# [TASK TO COMPLETE]
Go through the material below and copy out every line that contains the word "query", leaving each one unchanged.

# [EXERCISE INPUTS]

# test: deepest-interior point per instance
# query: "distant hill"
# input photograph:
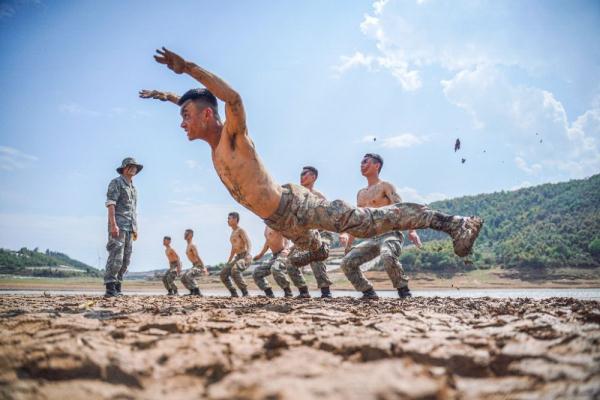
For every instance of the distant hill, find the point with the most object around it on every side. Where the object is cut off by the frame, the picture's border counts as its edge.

==

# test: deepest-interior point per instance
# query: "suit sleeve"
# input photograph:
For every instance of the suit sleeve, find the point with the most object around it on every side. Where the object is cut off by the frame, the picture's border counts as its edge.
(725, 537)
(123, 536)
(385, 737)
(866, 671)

--

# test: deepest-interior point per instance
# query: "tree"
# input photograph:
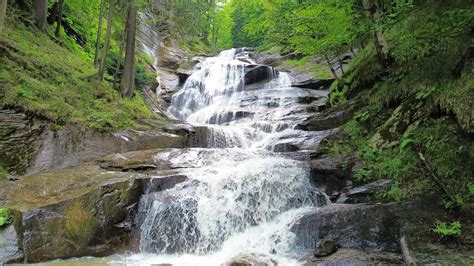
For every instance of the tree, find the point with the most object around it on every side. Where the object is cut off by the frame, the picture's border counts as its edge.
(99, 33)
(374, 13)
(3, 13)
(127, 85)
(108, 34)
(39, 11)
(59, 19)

# [ANSWER FOR THE TASK]
# query: "distant hill"
# query: "suit sleeve"
# query: "tree"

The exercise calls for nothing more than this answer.